## Directive A:
Decide whether each statement below agrees with the Commvault earnings text. For each, answer yes or no and quote the deciding words of the text exactly: (i) In the fourth quarter, services revenue stayed flat compared with the previous quarter. (ii) Full-year software revenue grew 15 per cent to $296.4m. (iii) Veeam's full 2016 revenues were higher than Commvault's full-year revenues.
## Directive B:
Please continue the article on Commvault's fiscal 2017 results from the point where it ends.

Street-beating protector and archiver basks in analyst love

After three quarters of losses, Commvault made a $3.2m profit in its final fiscal 2017 quarter, just enough to tip the full year into profit.

Wall Street estimates were beaten as fourth quarter revenues rose 8 per cent year-on-year and 4 per cent quarter-on-quarter to $172.9m

Bob Hammer, Commvault's chairman, president and CEO, talked of, "record quarterly software revenue of $84.7m, representing growth of 15 per cent over the prior year quarter and 10 per cent sequentially."

Services revenue was $88.2m, up 2 per cent year-over-year and flat sequentially.


Full year revenues were $650.5m, up 9 per cent annually. Within that software revenues were up 15 per cent at $296.4m and services revenues of $354.1m were up 5 per cent. The chart shows Commvault has returned to growth after the previous year's decline. All its corrective work on sales, product development and pricing has come good.


In January Veeam said its full 2016 year revenues were $607m, making it and Commvault comparable in a revenue sense.

Stifel analyst Aaron Rakers said: "Commvault continues to have significant sales productivity expansion, and thus leverage looking forward – our call with management highlighted early innings of full productivity expansion potential with a maturing in-territory sales force and strong retention rates."

## Stored data:
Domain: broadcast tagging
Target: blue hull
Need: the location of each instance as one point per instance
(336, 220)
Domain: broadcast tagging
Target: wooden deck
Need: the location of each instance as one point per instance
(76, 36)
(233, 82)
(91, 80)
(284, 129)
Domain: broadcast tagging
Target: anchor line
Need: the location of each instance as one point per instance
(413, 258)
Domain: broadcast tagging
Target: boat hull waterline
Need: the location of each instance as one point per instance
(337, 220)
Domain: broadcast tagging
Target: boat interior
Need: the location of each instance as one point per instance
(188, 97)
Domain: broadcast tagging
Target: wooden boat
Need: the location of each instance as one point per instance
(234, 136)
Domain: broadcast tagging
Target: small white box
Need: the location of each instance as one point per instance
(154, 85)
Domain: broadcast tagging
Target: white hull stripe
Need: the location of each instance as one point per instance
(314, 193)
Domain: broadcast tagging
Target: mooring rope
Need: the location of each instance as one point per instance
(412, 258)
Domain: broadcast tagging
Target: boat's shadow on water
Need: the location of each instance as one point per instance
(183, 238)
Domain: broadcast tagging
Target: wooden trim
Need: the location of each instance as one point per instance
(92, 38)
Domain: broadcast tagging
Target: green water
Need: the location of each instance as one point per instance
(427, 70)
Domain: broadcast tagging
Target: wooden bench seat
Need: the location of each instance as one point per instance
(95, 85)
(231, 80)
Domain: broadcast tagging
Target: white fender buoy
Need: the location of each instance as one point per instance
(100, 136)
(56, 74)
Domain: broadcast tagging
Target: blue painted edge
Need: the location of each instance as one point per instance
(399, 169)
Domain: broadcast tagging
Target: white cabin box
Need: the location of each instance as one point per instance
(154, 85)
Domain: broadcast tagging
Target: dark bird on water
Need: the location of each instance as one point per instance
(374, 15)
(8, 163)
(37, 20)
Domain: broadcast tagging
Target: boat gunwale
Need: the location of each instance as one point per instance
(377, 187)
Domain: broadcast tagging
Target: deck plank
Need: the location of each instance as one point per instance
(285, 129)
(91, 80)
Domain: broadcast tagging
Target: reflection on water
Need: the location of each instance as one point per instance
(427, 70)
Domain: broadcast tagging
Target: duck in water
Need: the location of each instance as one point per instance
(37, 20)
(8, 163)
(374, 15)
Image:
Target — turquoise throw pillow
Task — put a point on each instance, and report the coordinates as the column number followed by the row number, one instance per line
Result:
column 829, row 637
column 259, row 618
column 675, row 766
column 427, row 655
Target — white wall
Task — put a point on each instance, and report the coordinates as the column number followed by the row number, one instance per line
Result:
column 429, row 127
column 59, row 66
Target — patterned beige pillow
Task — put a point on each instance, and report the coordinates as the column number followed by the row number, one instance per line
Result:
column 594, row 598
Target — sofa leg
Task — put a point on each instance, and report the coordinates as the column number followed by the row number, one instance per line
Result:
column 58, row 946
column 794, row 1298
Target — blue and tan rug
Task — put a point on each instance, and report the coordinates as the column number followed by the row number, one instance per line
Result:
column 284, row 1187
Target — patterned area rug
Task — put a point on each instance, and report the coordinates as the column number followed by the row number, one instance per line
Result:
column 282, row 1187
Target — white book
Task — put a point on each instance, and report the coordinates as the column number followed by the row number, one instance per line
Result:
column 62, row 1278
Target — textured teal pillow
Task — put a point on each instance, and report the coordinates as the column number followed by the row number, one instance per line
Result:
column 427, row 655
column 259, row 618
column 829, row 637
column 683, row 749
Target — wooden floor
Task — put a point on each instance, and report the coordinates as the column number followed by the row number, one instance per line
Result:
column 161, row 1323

## Written response A:
(i) Yes: "Services revenue was $88.2m, up 2 per cent year-over-year and flat sequentially."
(ii) Yes: "Within that software revenues were up 15 per cent at $296.4m"
(iii) No: "In January Veeam said its full 2016 year revenues were $607m" (Commvault's were "$650.5m").

## Written response B:
Rakers highlighted "Commvault continues to see >200 per cent y/y growth in data managed into public cloud."

Jason Ader, an analyst at William Blair, offered his thoughts: "Software strength was driven by increasing adoption of Commvault solutions in the cloud, growth of stand-alone products (which carry a 2-times attach rate on other software solutions), healthy uptick in large enterprise deals (representing 57 per cent of software revenue, up 14 per cent year-over-year), and improved sales execution across all theaters (APAC a standout).

"Meanwhile, services revenue (up 3 per cent year-over-year in constant currency and flat sequentially) was also above the consensus, as maintenance renewals remain strong and pricing realignment is largely complete."

Commvault said it saw continued customer growth in the fourth quarter, without revealing numbers, but it did release names like Great-West Life & Annuity Insurance Company and others in the US – plus more in EMEA, such as Papierfabrik August Koehler, and Bank Pembangunan Malaysia Berhad (BPMB) amongst others in the Asia Pacific region.

So what now? Rakers mentioned the "strongest large deal pipeline/funnel looking into F1Q18; strong first month trends for June quarter," and says Commvault could have "strong double-digit y/y growth for software revenue".

The outlook for Commvault's fiscal 2018 is around $700m. The indefatigable Rakers expects Commvault to deliver "hyper-converged software focused on the secondary storage market, as well as expanded managed services offerings" in the next 12 months.

Ader also added that it "looks achievable given a strong large deal funnel, improved sales execution, new product cycles, and subscription-based pricing models".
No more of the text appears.